Instruction 1.
In the Saved items entries, going from the beginning of the entries through the line with "box: [97, 380, 119, 816]", switch "document" to "file" and write those lines out again with everything else unchanged, leaving out the pictures.

Selected excerpt.
══════════════════════════════

Since 2014, the District and the City of Chula Vista (City) have been working to deliver the catalyst project for the Chula Vista Bayfront Master Plan (CVBMP), an approximately 275,000 net usable square foot convention center (Convention Center), a parking garage (Parking Improvements), and an up to 1,600 room resort hotel (Resort Hotel) to be located on Parcel H3 of the CVBMP; which also requires the construction of extensive public infrastructure (Phase 1A Improvements) within Parcel H3 and areas surrounding Parcel H3. RIDA Chula Vista, LLC (RIDA) was selected as the developer of the catalyst project through a Request for Qualifications. In light of an overall project cost in excess of $1.1 billion, it was determined at the early stages, and that in order for the Convention Center and Phase 1A Improvements to be financially feasible, the City and the District would need to make a “Public Contribution” to fund a portion of the costs of construction of the Convention Center and Phase 1A Improvements.

══════════════════════════════

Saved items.

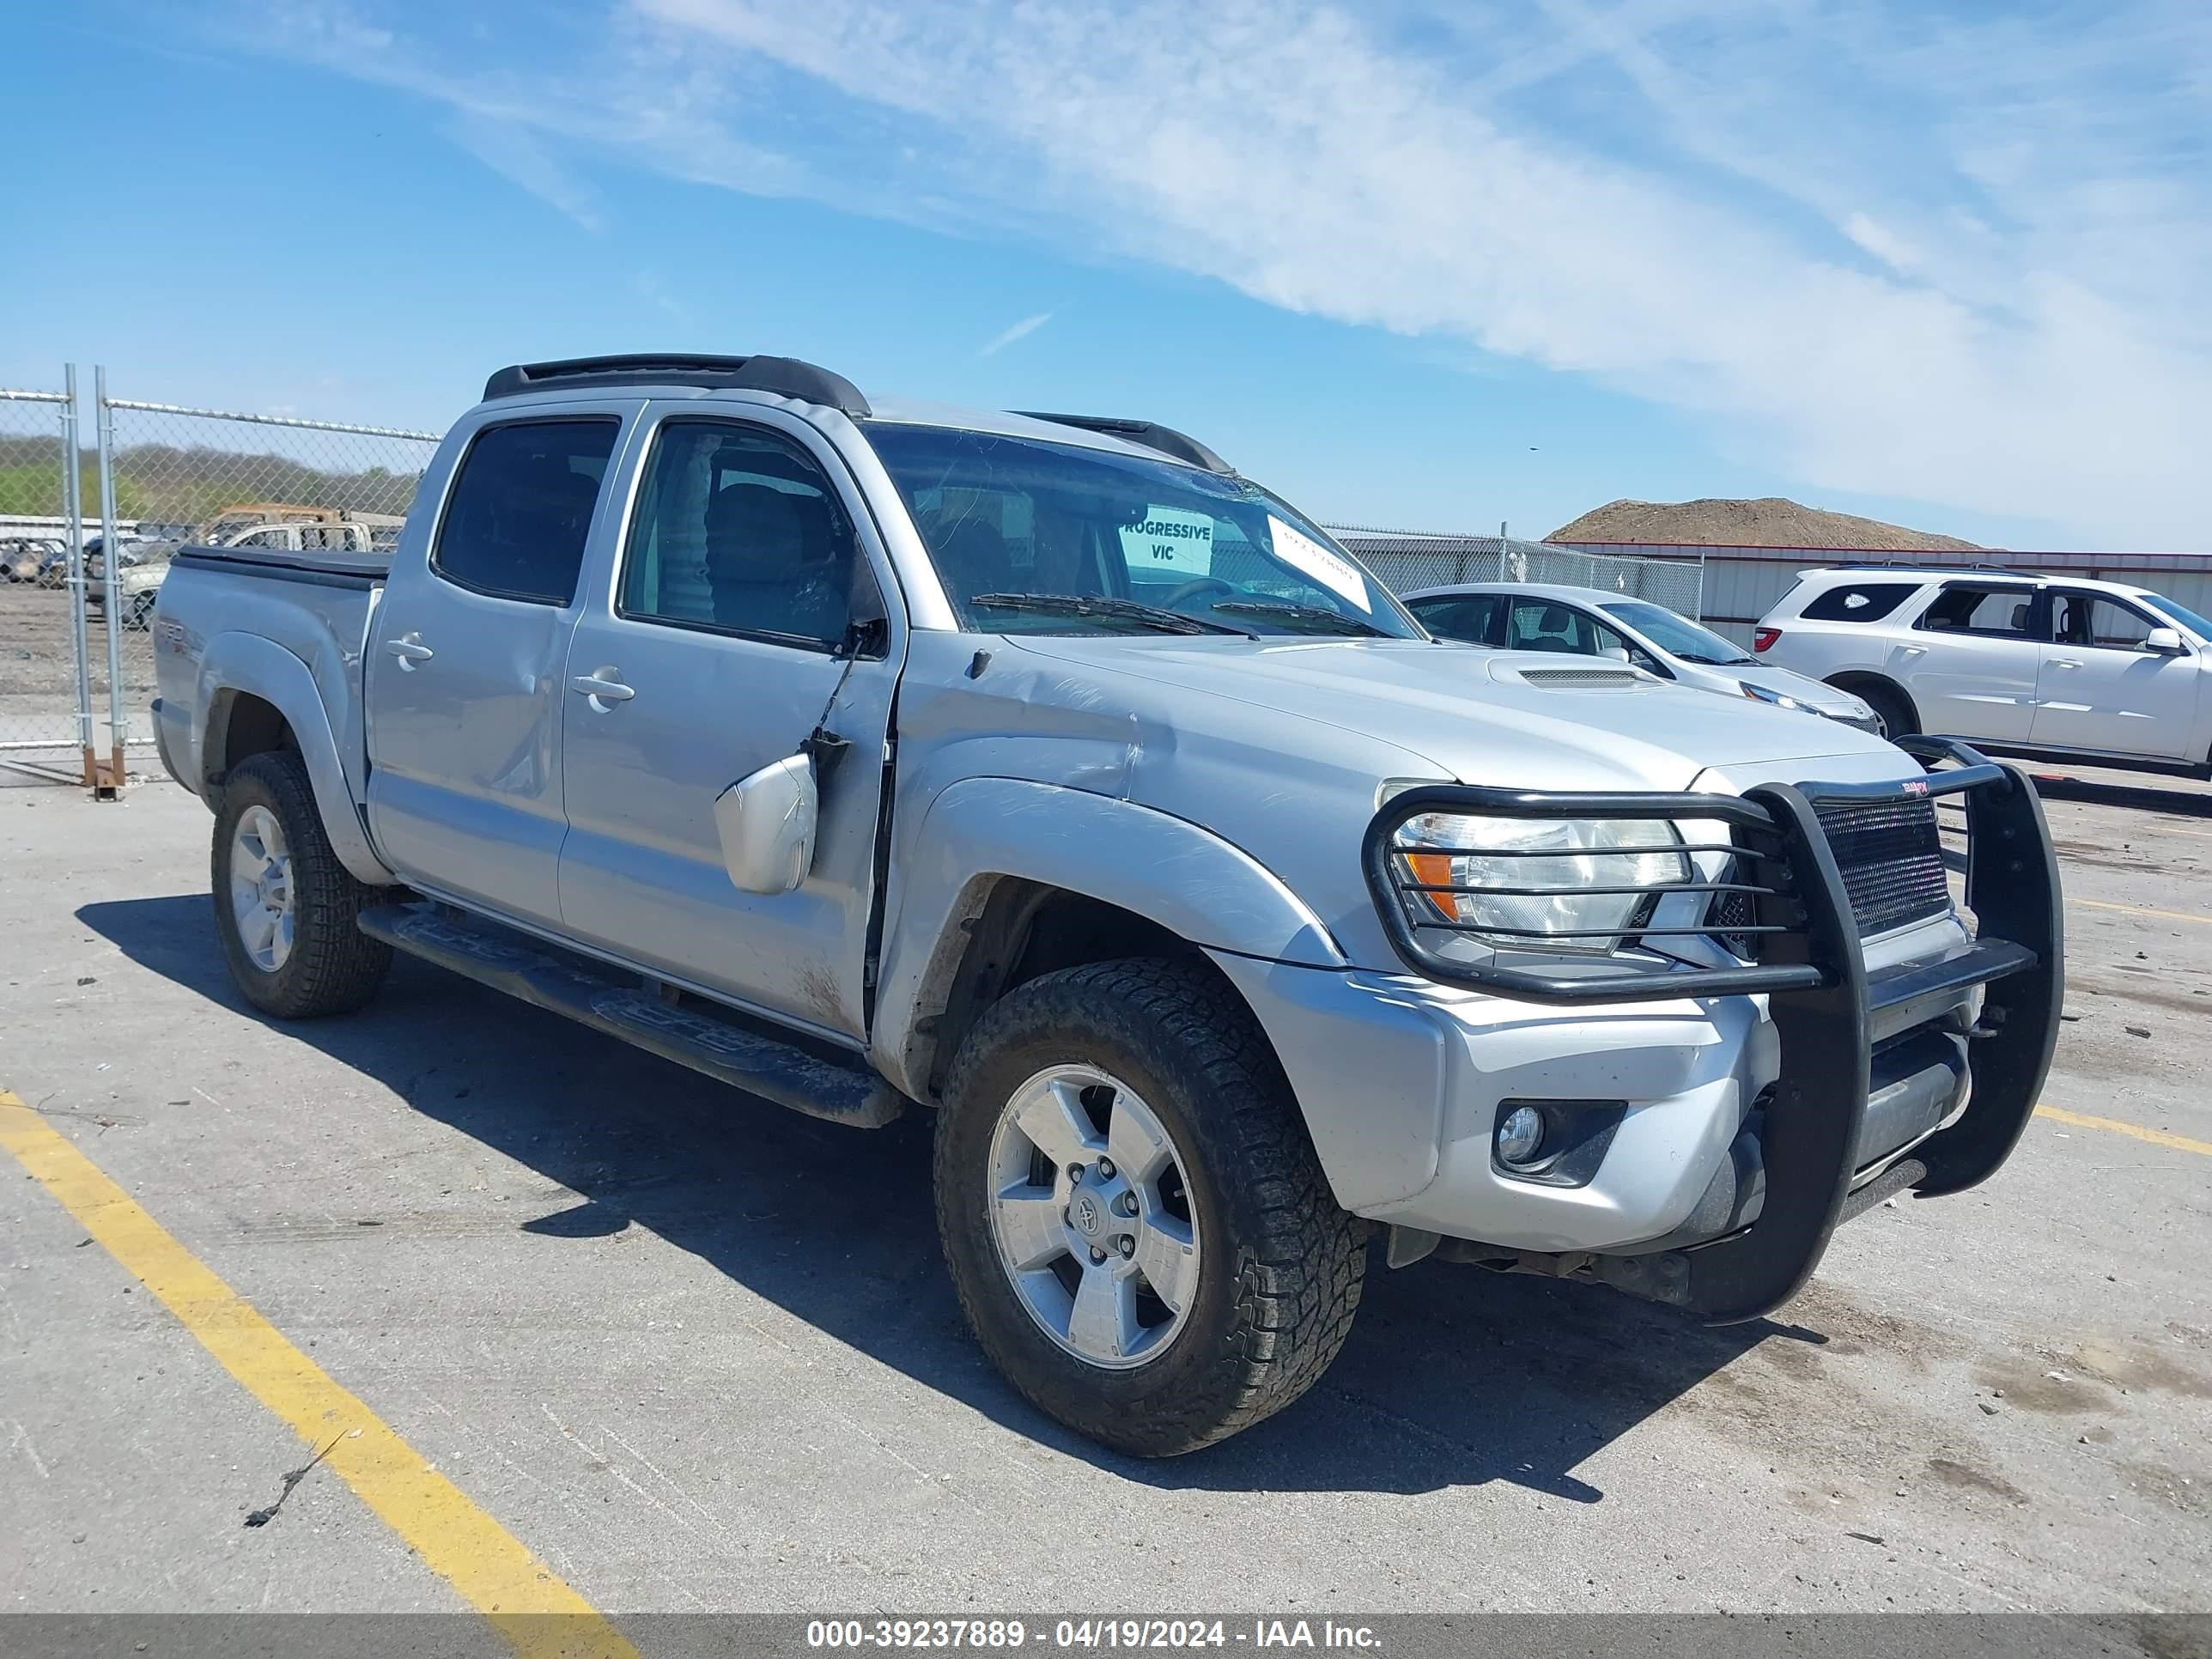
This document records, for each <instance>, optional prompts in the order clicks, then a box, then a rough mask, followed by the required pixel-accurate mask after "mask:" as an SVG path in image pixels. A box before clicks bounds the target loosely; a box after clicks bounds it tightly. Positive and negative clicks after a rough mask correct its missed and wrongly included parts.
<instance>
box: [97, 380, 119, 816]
mask: <svg viewBox="0 0 2212 1659" xmlns="http://www.w3.org/2000/svg"><path fill="white" fill-rule="evenodd" d="M93 400H95V403H97V405H100V409H97V416H100V538H102V540H100V595H102V597H100V604H102V608H104V611H106V613H108V617H106V619H108V754H111V776H108V783H111V785H113V790H115V794H117V796H122V787H124V637H122V633H124V619H122V604H119V599H117V593H115V568H117V564H119V562H122V551H124V546H122V531H119V529H117V522H115V420H113V416H111V414H108V369H106V365H104V363H102V365H93Z"/></svg>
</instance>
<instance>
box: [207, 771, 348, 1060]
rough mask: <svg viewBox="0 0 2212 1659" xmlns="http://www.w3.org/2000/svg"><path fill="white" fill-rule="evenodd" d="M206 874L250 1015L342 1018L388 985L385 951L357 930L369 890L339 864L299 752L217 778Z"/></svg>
mask: <svg viewBox="0 0 2212 1659" xmlns="http://www.w3.org/2000/svg"><path fill="white" fill-rule="evenodd" d="M210 876H212V887H215V931H217V933H219V936H221V940H223V958H226V960H228V962H230V978H232V980H237V982H239V991H243V993H246V1000H248V1002H252V1004H254V1006H257V1009H263V1011H265V1013H274V1015H279V1018H285V1020H305V1018H312V1015H319V1013H347V1011H352V1009H358V1006H361V1004H363V1002H367V1000H369V998H372V995H376V991H378V987H380V984H383V982H385V971H387V969H389V967H392V947H389V945H385V942H380V940H372V938H369V936H367V933H363V931H361V929H358V927H356V925H354V918H358V916H361V909H363V905H367V902H372V900H374V889H372V887H365V885H363V883H361V880H356V878H354V874H352V872H349V869H347V867H345V865H341V863H338V854H336V852H334V849H332V845H330V836H327V834H323V818H321V814H319V812H316V805H314V787H312V785H310V783H307V765H305V761H301V757H299V754H294V752H290V750H272V752H265V754H254V757H250V759H246V761H241V763H239V765H237V768H232V770H230V776H228V779H223V805H221V810H219V812H217V814H215V852H212V858H210Z"/></svg>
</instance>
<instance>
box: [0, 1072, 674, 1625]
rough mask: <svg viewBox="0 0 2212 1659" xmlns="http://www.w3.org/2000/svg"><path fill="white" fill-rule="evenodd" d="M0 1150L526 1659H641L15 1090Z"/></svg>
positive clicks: (368, 1409)
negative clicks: (291, 1341) (61, 1208)
mask: <svg viewBox="0 0 2212 1659" xmlns="http://www.w3.org/2000/svg"><path fill="white" fill-rule="evenodd" d="M0 1146H4V1148H7V1150H9V1152H13V1155H15V1159H18V1161H20V1164H22V1166H24V1170H29V1172H31V1177H33V1179H35V1181H38V1183H40V1186H44V1188H46V1192H51V1194H53V1197H55V1199H58V1201H60V1203H62V1208H64V1210H69V1212H71V1214H73V1217H75V1219H77V1221H80V1223H82V1225H84V1230H86V1232H91V1234H93V1237H95V1239H97V1241H100V1243H102V1245H104V1248H106V1250H108V1254H111V1256H115V1261H119V1263H122V1265H124V1267H126V1270H128V1272H131V1274H135V1276H137V1279H139V1281H142V1283H144V1285H146V1290H150V1292H153V1294H155V1296H159V1298H161V1303H164V1305H166V1307H168V1312H173V1314H175V1316H177V1318H179V1321H184V1327H186V1329H188V1332H192V1336H197V1338H199V1343H201V1345H204V1347H206V1349H208V1352H210V1354H212V1356H215V1358H217V1360H219V1363H221V1367H223V1369H226V1371H230V1376H234V1378H237V1380H239V1383H243V1385H246V1391H248V1394H252V1396H254V1398H257V1400H261V1405H265V1407H268V1409H270V1411H274V1413H276V1416H279V1418H283V1420H285V1425H288V1427H290V1429H292V1433H296V1436H299V1438H301V1442H305V1444H307V1449H310V1451H323V1449H325V1447H327V1455H325V1458H323V1462H325V1464H330V1469H332V1471H334V1473H336V1475H338V1478H341V1480H343V1482H345V1484H347V1486H352V1489H354V1493H356V1495H358V1498H361V1502H365V1504H367V1506H369V1509H374V1511H376V1513H378V1515H380V1517H383V1522H385V1524H387V1526H389V1528H392V1531H394V1533H398V1535H400V1540H403V1542H405V1544H407V1546H409V1548H411V1551H414V1553H416V1555H420V1557H422V1559H425V1562H427V1564H429V1566H431V1571H434V1573H438V1575H440V1577H442V1579H445V1582H447V1584H451V1586H453V1588H456V1590H458V1593H460V1595H462V1599H465V1601H467V1604H469V1606H473V1608H476V1610H478V1613H482V1615H484V1617H487V1619H491V1624H493V1626H495V1628H498V1632H500V1635H502V1637H504V1639H507V1644H509V1646H511V1648H513V1650H515V1652H518V1655H522V1657H524V1659H553V1657H555V1655H562V1657H564V1659H568V1657H577V1659H582V1657H586V1655H588V1657H591V1659H637V1650H635V1648H633V1646H630V1644H628V1641H624V1639H622V1635H619V1632H617V1630H615V1628H613V1626H611V1624H608V1621H606V1619H604V1617H602V1615H599V1613H597V1610H595V1608H593V1606H591V1601H586V1599H584V1597H582V1595H577V1593H575V1590H573V1588H568V1584H564V1582H562V1577H560V1575H557V1573H553V1568H551V1566H546V1564H544V1562H540V1559H538V1557H535V1555H533V1553H531V1551H529V1548H526V1546H524V1544H522V1542H520V1540H518V1537H515V1535H513V1533H509V1531H507V1528H504V1526H500V1524H498V1522H495V1520H491V1515H487V1513H484V1511H482V1509H478V1506H476V1504H473V1502H471V1500H469V1498H467V1493H462V1491H460V1486H456V1484H453V1482H451V1480H447V1478H445V1475H440V1473H438V1471H436V1469H431V1464H429V1460H425V1458H422V1453H420V1451H416V1449H414V1447H409V1444H407V1442H405V1440H400V1436H398V1433H396V1431H394V1429H392V1427H387V1425H385V1422H383V1420H380V1418H378V1416H376V1413H374V1411H369V1407H365V1405H363V1402H361V1400H358V1398H354V1396H352V1394H347V1391H345V1389H343V1387H338V1385H336V1383H334V1380H332V1378H330V1376H327V1374H325V1371H323V1369H321V1367H319V1365H316V1363H314V1360H310V1358H307V1356H305V1354H301V1352H299V1349H296V1347H294V1345H292V1343H290V1340H288V1338H285V1336H283V1332H279V1329H276V1327H274V1325H270V1323H268V1321H265V1318H261V1314H259V1312H254V1307H252V1305H250V1303H246V1298H243V1296H239V1294H237V1292H234V1290H232V1287H230V1285H226V1283H223V1281H221V1279H217V1276H215V1272H212V1270H210V1267H208V1265H206V1263H201V1261H199V1259H197V1256H195V1254H192V1252H190V1250H186V1248H184V1245H181V1243H177V1241H175V1239H173V1237H170V1234H168V1232H166V1230H164V1228H161V1223H159V1221H155V1219H153V1217H150V1214H146V1210H142V1208H139V1206H137V1203H135V1201H133V1199H131V1194H128V1192H124V1190H122V1188H119V1186H115V1181H111V1179H108V1177H106V1175H102V1170H100V1166H97V1164H93V1161H91V1159H88V1157H84V1152H80V1150H77V1148H75V1144H73V1141H71V1139H69V1137H66V1135H62V1133H58V1130H55V1128H51V1126H49V1124H46V1119H42V1117H40V1115H38V1113H33V1110H31V1108H29V1106H24V1104H22V1102H20V1099H18V1097H15V1095H11V1093H7V1091H0ZM549 1615H553V1617H549Z"/></svg>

══════════════════════════════

Instruction 2.
Answer these questions from the Chula Vista Bayfront passage.
(a) Since what year have the District and the City been working on the catalyst project?
(b) What is the maximum number of rooms planned for the resort hotel?
(c) How was RIDA selected as the developer?

Answer box 1.
This file records, for each <instance>, optional prompts in the order clicks, then a box, then a rough mask, followed by the required pixel-accurate mask after "mask:" as an SVG path in image pixels. A box before clicks bounds the target loosely; a box after clicks bounds it tightly. Positive and negative clicks after a rough mask correct its missed and wrongly included parts.
<instance>
box: [97, 380, 119, 816]

Answer box 2.
(a) Since 2014.
(b) Up to 1,600 rooms.
(c) Through a Request for Qualifications.